** BEGIN **

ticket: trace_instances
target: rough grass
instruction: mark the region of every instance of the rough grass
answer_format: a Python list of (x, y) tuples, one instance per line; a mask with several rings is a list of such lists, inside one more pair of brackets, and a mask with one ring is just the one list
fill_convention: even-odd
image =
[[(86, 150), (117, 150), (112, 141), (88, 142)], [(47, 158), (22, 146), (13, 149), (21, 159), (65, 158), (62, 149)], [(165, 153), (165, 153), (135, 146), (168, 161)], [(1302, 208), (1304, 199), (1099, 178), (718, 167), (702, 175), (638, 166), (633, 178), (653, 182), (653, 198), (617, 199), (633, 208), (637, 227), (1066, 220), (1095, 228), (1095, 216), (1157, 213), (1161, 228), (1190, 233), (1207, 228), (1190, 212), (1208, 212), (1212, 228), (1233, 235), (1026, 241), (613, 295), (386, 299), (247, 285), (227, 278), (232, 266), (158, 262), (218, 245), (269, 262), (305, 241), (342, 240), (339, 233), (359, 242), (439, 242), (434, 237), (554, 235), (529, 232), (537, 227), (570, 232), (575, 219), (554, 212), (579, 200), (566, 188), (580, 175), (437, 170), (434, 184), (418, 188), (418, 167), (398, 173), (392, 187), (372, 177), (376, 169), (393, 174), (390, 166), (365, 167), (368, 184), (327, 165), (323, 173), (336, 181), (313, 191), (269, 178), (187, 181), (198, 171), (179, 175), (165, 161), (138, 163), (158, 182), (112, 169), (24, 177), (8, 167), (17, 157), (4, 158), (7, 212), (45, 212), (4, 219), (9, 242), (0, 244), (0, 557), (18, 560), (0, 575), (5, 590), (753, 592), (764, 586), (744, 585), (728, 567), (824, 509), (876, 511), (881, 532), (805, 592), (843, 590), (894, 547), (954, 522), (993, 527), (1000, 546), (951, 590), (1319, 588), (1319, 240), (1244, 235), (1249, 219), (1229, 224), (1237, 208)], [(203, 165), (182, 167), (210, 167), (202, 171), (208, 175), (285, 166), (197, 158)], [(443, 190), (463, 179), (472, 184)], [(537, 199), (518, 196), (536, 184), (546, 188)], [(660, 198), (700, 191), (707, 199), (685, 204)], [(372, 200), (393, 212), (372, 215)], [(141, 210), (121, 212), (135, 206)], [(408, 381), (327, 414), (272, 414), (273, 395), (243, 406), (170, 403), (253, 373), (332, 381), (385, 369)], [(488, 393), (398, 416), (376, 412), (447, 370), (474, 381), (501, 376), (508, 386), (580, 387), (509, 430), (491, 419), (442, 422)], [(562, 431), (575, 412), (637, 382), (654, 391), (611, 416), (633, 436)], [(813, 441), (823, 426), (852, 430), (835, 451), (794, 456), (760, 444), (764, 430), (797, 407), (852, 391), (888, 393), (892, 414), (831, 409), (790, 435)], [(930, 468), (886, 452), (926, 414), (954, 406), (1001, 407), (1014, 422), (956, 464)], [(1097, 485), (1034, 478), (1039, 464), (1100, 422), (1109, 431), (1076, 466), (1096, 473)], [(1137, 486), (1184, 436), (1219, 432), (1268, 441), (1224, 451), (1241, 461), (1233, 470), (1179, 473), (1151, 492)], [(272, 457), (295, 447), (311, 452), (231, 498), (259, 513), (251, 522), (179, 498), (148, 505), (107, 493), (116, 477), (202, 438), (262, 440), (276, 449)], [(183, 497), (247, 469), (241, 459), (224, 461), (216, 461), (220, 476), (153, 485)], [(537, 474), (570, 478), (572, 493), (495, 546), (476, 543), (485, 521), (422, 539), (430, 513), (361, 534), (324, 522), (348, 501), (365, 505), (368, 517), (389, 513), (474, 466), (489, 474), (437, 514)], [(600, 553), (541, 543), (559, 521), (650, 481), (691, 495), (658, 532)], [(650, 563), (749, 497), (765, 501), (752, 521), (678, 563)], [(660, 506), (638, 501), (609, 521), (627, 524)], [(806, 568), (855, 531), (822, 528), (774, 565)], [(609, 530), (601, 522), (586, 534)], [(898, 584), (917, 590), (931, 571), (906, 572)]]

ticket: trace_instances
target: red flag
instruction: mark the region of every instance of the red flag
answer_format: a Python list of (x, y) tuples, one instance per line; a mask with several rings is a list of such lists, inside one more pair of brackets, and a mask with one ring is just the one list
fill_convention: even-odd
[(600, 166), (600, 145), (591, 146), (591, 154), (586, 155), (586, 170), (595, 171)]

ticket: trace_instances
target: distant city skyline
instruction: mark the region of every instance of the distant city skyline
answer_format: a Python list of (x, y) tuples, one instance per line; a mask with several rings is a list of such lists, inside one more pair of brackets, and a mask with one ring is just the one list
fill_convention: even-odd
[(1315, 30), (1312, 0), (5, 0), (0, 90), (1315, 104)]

** END **
** BEGIN **

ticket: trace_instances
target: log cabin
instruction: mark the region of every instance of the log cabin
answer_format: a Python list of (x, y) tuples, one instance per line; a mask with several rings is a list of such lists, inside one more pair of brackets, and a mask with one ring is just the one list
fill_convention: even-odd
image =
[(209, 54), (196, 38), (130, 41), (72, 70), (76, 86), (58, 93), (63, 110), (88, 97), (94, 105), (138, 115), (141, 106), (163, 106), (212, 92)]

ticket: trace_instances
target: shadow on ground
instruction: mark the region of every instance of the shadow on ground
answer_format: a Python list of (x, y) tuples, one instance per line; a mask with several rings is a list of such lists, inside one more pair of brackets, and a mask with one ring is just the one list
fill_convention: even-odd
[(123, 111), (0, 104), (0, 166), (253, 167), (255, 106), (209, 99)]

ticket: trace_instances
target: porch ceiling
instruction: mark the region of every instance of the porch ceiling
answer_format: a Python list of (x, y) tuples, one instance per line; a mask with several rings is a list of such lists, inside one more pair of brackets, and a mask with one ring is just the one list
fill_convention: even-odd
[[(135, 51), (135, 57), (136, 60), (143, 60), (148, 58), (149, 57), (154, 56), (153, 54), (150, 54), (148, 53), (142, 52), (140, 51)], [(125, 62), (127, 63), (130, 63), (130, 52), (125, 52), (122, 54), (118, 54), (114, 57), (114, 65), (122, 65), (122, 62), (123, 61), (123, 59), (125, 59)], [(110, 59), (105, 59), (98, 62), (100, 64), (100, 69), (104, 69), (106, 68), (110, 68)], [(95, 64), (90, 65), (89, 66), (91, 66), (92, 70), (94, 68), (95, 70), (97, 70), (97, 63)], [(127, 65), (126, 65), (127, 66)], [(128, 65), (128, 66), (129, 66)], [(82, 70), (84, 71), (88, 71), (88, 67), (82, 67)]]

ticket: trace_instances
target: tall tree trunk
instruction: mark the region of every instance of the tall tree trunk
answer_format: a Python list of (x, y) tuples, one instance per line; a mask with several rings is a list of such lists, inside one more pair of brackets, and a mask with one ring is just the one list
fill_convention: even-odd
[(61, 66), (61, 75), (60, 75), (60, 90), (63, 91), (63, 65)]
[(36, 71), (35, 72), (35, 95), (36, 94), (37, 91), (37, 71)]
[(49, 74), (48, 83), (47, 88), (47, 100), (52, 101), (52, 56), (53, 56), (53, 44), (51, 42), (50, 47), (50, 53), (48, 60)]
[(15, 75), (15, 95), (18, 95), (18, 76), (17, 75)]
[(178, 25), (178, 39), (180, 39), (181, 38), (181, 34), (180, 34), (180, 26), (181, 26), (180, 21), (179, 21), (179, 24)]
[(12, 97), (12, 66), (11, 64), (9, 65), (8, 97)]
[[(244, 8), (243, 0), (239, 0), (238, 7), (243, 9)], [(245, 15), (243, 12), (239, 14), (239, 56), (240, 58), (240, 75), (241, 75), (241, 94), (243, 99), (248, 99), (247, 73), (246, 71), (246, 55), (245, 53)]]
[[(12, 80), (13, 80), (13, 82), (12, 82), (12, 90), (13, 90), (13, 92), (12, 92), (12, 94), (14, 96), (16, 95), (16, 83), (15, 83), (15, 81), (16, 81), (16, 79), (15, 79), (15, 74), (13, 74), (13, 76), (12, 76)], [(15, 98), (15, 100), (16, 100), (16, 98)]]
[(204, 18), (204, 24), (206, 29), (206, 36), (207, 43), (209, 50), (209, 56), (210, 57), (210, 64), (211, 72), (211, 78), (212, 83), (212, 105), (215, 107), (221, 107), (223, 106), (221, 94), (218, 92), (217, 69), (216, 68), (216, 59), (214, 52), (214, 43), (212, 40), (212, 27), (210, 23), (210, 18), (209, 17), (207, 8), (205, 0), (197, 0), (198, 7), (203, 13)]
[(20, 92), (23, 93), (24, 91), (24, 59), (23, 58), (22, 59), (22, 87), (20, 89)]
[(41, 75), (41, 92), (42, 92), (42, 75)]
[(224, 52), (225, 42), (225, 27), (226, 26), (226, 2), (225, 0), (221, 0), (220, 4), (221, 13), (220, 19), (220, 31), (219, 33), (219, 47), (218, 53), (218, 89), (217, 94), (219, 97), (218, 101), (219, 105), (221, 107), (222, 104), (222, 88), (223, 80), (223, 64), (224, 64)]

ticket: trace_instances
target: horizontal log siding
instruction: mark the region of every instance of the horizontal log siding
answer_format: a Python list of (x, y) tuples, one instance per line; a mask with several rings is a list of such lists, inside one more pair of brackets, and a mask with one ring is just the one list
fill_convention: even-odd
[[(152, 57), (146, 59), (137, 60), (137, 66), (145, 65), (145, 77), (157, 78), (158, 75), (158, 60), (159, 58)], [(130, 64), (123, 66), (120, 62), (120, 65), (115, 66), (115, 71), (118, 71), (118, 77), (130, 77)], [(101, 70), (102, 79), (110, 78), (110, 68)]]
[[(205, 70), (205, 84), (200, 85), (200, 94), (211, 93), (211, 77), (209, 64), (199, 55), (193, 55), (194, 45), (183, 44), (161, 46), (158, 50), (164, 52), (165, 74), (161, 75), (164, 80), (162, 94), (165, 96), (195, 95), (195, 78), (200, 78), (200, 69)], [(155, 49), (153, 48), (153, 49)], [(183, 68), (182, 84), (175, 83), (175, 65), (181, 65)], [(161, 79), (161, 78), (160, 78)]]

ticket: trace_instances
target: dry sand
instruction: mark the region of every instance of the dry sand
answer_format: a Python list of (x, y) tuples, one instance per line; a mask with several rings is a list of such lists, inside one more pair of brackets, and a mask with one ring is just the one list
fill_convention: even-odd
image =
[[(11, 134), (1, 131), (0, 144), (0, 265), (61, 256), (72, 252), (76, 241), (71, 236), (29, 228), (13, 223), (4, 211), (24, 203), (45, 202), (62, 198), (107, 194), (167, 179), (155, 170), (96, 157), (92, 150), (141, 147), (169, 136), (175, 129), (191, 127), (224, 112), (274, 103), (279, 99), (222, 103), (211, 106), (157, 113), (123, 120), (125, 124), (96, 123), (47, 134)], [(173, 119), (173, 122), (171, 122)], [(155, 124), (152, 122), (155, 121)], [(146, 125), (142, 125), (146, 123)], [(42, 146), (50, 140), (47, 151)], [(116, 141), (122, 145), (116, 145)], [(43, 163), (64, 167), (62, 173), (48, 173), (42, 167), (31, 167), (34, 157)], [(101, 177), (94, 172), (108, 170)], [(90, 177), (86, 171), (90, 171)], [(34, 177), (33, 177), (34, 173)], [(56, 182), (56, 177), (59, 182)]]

** END **

Select and copy every line in the entries above that contains the string "sand".

**CORRECT OUTPUT:**
target: dry sand
instruction: mark the region of every instance of the dry sand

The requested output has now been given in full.